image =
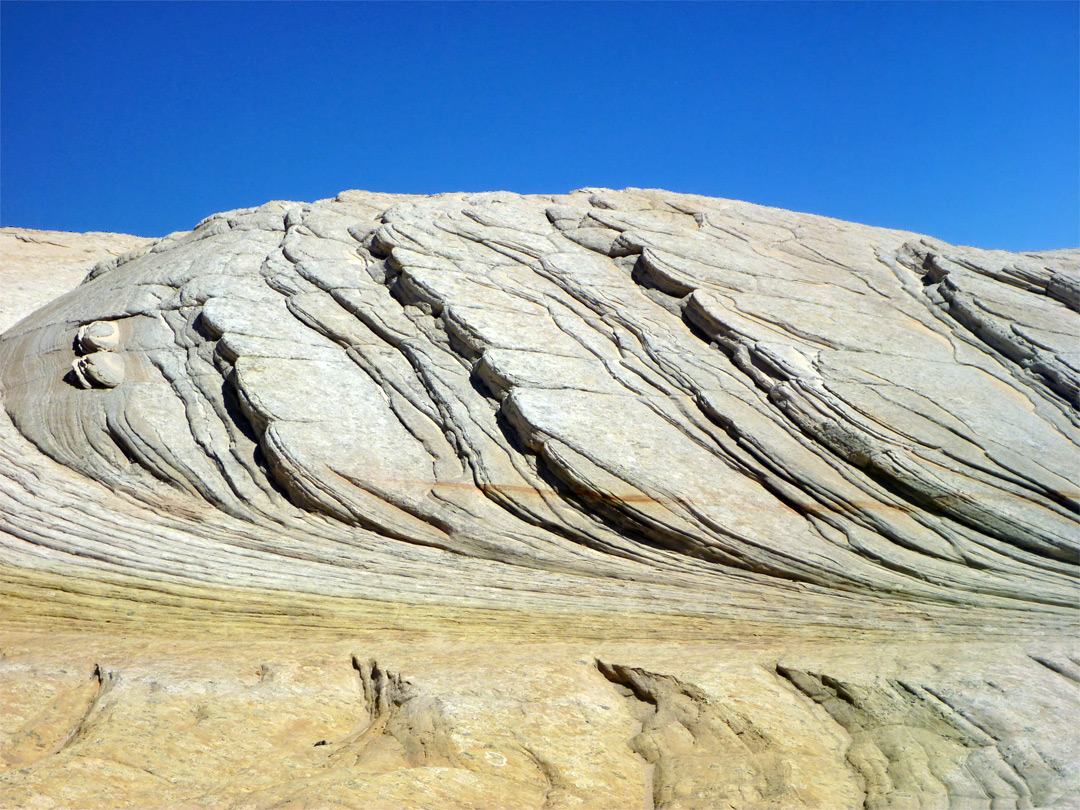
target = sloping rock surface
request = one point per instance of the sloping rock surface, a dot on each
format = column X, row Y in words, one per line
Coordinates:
column 608, row 415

++++++++++++++++++++

The number of lines in the records that include "sloping" is what is needed, with no other words.

2